With $377,000 from the Tennessee Commission on Aging and Disability (TCAD), faculty and staff in the University of Tennessee Health Science Center’s College of Nursing are on the ground three days a week in six rural West Tennessee counties, offering education on the COVID vaccine to residents.

“We will meet with various organizations within the community. We might meet with a quilting club at a senior center to discuss the benefits and address misinformation or myths about COVID vaccination,” said Diana Dedmon, DNP, FNP, BC, director of Clinical Affairs and the Michael Carter Endowed Professor.

“People have gotten information about the vaccines from various sources like social media or simply conversations around a neighbor’s kitchen table. We want to offer trusted information from the Centers for Disease Control and the Tennessee Department of Health, and let people make their own decisions,” she said.

Dr. Diana Dedmon

In many rural counties in the region, the percentage of people who have received two doses of vaccine hovers around 40 percent or less. Nationally, the number is 64%.

Teams of two nurses each will be in the rural communities through September 2022, building relationships through chambers of commerce, churches and civic groups in Dyer, Lake, Tipton, Lauderdale, Fayette and underserved parts of Shelby County.

Students in the UTHSC nursing program will assist with the effort this spring.

The College of Nursing is working on a similar vaccine education project with UT Extension, which is tackling the issue in five counties across the state.

“Rural health-care organizations ordinarily face unique challenges in caring for patients, and the COVID-19 pandemic has only intensified this,” said James Dunn, TCAD executive director. “Throughout the pandemic, UT has met the call across the state, and as an institution that focuses on empowering nurses to improve the health of our rural populations, we’re proud to have them join us in caring for vulnerable Tennesseans in our rural communities and beyond.”

“The whole process has been a rich learning experience,” she said. “Counties right beside each other have completely different perspectives. It’s about knowing the population and developing a message that is appropriate to the people you are trying to serve. And we don’t know what that need might be until we develop relationships and get to know the people in each community.”

### WORK ORDER:
Reproduce the full article on the rural West Tennessee COVID vaccine education effort word for word, keeping every line and punctuation mark intact.

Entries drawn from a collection
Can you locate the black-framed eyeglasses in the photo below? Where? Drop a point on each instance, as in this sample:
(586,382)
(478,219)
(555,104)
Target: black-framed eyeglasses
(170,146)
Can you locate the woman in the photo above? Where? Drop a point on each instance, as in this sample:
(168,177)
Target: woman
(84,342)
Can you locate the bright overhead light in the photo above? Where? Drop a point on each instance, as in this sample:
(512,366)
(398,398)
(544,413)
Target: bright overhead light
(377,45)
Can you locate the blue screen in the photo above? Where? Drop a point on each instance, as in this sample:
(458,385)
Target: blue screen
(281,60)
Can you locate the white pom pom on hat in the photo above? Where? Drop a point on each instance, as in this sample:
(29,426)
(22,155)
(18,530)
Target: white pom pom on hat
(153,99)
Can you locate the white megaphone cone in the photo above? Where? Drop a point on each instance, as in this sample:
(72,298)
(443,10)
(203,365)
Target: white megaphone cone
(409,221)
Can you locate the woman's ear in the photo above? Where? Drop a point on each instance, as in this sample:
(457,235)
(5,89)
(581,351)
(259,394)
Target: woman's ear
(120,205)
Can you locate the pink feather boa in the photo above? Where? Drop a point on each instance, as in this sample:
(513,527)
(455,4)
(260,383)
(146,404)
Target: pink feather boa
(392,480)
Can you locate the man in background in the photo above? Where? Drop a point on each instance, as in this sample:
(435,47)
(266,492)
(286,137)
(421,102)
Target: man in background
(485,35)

--

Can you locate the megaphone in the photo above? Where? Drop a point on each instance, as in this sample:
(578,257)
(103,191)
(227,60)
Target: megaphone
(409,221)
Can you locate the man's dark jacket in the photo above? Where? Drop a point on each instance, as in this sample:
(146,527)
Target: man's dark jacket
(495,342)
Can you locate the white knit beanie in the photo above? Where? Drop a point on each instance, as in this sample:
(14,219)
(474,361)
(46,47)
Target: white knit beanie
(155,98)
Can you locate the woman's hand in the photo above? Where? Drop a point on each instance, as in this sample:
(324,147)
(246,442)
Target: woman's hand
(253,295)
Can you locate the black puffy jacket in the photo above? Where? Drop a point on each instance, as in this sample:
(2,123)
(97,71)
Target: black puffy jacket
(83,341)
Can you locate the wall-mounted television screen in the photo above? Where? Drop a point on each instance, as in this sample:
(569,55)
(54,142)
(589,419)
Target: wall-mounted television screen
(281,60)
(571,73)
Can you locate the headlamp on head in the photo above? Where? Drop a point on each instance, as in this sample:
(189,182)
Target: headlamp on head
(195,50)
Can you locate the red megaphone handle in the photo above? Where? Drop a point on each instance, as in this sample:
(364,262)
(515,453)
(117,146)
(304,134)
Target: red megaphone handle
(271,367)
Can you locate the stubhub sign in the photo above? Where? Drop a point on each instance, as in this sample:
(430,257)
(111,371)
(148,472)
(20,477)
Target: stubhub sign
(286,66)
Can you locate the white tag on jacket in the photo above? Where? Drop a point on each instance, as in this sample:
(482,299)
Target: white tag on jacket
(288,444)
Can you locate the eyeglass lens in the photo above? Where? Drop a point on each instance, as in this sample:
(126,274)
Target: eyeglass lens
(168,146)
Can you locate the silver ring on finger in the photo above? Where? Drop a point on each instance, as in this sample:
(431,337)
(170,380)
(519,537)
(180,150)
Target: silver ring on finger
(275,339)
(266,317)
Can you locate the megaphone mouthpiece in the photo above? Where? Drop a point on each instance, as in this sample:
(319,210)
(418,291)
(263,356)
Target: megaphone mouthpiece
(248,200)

--

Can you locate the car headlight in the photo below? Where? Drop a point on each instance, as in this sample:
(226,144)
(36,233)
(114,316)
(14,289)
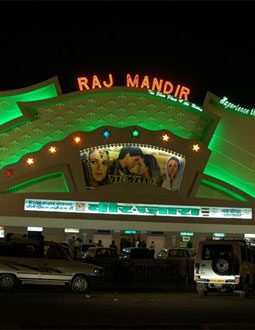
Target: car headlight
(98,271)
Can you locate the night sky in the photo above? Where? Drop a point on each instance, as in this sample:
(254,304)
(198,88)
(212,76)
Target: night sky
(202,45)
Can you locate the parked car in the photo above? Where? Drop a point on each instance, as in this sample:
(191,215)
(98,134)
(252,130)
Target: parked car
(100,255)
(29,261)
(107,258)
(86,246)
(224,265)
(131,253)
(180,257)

### EXERCISE RESPONSE:
With $377,000 from the Tennessee Commission on Aging and Disability (TCAD), faculty and staff in the University of Tennessee Health Science Center’s College of Nursing are on the ground three days a week in six rural West Tennessee counties, offering education on the COVID vaccine to residents.

“We will meet with various organizations within the community. We might meet with a quilting club at a senior center to discuss the benefits and address misinformation or myths about COVID vaccination,” said Diana Dedmon, DNP, FNP, BC, director of Clinical Affairs and the Michael Carter Endowed Professor.

“People have gotten information about the vaccines from various sources like social media or simply conversations around a neighbor’s kitchen table. We want to offer trusted information from the Centers for Disease Control and the Tennessee Department of Health, and let people make their own decisions,” she said.

Dr. Diana Dedmon

In many rural counties in the region, the percentage of people who have received two doses of vaccine hovers around 40 percent or less. Nationally, the number is 64%.

Teams of two nurses each will be in the rural communities through September 2022, building relationships through chambers of commerce, churches and civic groups in Dyer, Lake, Tipton, Lauderdale, Fayette and underserved parts of Shelby County.

Students in the UTHSC nursing program will assist with the effort this spring.

The College of Nursing is working on a similar vaccine education project with UT Extension, which is tackling the issue in five counties across the state.

“Rural health-care organizations ordinarily face unique challenges in caring for patients, and the COVID-19 pandemic has only intensified this,” said James Dunn, TCAD executive director. “Throughout the pandemic, UT has met the call across the state, and as an institution that focuses on empowering nurses to improve the health of our rural populations, we’re proud to have them join us in caring for vulnerable Tennesseans in our rural communities and beyond.”

“The whole process has been a rich learning experience,” she said. “Counties right beside each other have completely different perspectives. It’s about knowing the population and developing a message that is appropriate to the people you are trying to serve. And we don’t know what that need might be until we develop relationships and get to know the people in each community.”